▸ Excerpted records
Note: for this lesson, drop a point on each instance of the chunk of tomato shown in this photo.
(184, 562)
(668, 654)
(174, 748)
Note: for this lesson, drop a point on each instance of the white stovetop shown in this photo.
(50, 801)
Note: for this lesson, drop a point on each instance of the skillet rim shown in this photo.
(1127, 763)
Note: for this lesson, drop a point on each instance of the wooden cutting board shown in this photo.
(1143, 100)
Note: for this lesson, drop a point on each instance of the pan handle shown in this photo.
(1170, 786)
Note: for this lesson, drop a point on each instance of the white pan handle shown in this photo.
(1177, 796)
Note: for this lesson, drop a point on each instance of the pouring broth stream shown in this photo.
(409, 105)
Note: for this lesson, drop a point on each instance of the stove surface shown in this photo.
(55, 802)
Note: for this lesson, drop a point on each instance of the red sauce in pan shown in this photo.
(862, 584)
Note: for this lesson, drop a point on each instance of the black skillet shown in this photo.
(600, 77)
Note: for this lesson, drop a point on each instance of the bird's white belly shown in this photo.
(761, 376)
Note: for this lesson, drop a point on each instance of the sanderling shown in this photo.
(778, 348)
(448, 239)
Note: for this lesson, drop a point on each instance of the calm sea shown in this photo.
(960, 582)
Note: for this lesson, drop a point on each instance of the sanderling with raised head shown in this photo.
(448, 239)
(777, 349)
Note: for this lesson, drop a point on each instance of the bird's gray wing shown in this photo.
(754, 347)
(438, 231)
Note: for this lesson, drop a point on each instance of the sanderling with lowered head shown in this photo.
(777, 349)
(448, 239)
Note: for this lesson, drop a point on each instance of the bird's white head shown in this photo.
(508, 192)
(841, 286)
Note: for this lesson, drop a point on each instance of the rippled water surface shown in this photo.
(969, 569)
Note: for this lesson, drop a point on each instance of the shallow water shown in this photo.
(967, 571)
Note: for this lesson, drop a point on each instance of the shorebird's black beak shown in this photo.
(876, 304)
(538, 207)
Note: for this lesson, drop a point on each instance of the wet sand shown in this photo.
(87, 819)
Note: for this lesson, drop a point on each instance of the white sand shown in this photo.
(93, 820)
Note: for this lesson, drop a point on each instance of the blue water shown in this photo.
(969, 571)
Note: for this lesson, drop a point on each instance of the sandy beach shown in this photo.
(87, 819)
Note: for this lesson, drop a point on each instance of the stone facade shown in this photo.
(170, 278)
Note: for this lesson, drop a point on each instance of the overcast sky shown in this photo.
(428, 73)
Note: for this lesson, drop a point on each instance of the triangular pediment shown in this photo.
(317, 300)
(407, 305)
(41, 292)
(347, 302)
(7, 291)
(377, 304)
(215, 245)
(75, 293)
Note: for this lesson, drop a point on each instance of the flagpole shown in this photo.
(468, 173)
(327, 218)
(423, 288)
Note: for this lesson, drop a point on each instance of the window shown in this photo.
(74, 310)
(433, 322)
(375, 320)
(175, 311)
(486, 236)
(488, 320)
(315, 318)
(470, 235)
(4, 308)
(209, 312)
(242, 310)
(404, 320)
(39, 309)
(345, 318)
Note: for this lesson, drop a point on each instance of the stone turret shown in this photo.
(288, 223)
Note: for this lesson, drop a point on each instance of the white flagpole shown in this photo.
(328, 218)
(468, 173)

▸ Written instruction
Rewrite all of the data above, substituting "place" for every occurrence of "drop" and leaving everything else unchanged.

▸ Solution
Note: for this lesson, place a point on each instance of the chunk of tomato shown in this photo.
(184, 562)
(668, 654)
(174, 748)
Note: for this lesson, place a point on each instance of the white stovetop shown in this photo.
(50, 801)
Note: for this lesson, place a point on each instance of the skillet rim shown in this photo.
(1127, 763)
Note: for this lesson, place a point on each instance of the wooden cutting board shown in this photo.
(1143, 100)
Note: for this lesson, place a point on each instance of the pan handle shown in this photo.
(1170, 786)
Note: for this lesson, place a point on each instance of the white pan handle shown in this photo.
(1177, 796)
Note: for this lesson, place a point on each instance of the pouring broth stream shown in this photo.
(409, 105)
Note: for this lesson, place a point on each instance of the stove surface shown in this photo.
(55, 802)
Note: for this lesson, place a point on each instance of the red sauce in pan shown in this photo.
(862, 584)
Note: for this lesson, place a point on each instance of the black skillet shown in this photo.
(600, 77)
Note: for this lesson, place a point on each instance of the bird's white belly shown in this photo.
(761, 376)
Note: for this lesson, place a point on each instance of the sanderling shown in this photo.
(778, 348)
(448, 239)
Note: for this lesson, place a point on each instance of the calm sea shown in this photo.
(960, 582)
Note: for this lesson, place a point on each instance of the sanderling with raised head shown in this photo.
(448, 239)
(777, 349)
Note: for this lesson, place a point on each instance of the bird's gray wing shown in this photo.
(754, 347)
(438, 231)
Note: for this lesson, place a point on each instance of the sanderling with lowered head shown in this photo.
(777, 349)
(448, 239)
Note: for this lesson, place a point on each instance of the bird's white head shown in this photo.
(508, 192)
(841, 286)
Note: for this lesson, place a point on each instance of the rippled water surface shown in this photo.
(969, 569)
Note: for this lesson, place a point on each instance of the shallow water shown in this photo.
(967, 571)
Note: for this lesson, place a point on each instance of the shorebird's black beak shown in this photo.
(876, 304)
(538, 207)
Note: for this lesson, place a point on each instance of the wet sand shown in this photo.
(87, 819)
Note: for this lesson, place a point on each instance of the white sand shown in this photo.
(93, 820)
Note: for this lesson, place a point on each instance of the blue water shown in this photo.
(969, 571)
Note: for this lesson, place a point on each instance of the sandy beach shown in this photo.
(87, 819)
Note: for this lesson, place a point on each instance of the stone facade shown in this photo.
(170, 278)
Note: for this lesson, place a point on each instance of the overcast sky shown in this photo.
(428, 73)
Note: for this lesson, place a point on each instance of the triangular pediment shown in this photo.
(317, 300)
(407, 305)
(41, 292)
(347, 302)
(7, 291)
(377, 304)
(215, 245)
(75, 293)
Note: for this lesson, place a point on each instance of the flagpole shown in this photo.
(468, 173)
(327, 218)
(423, 288)
Note: for this lesson, place a point on each instance of the window shown in this photo.
(74, 310)
(433, 322)
(375, 320)
(175, 311)
(486, 236)
(488, 320)
(315, 318)
(470, 235)
(4, 308)
(209, 312)
(242, 310)
(404, 320)
(39, 309)
(345, 318)
Note: for this lesson, place a point on each instance of the stone turret shown in this photo.
(288, 223)
Note: for this lesson, place a point on each instance of the white flagpole shown in this photo.
(328, 218)
(468, 173)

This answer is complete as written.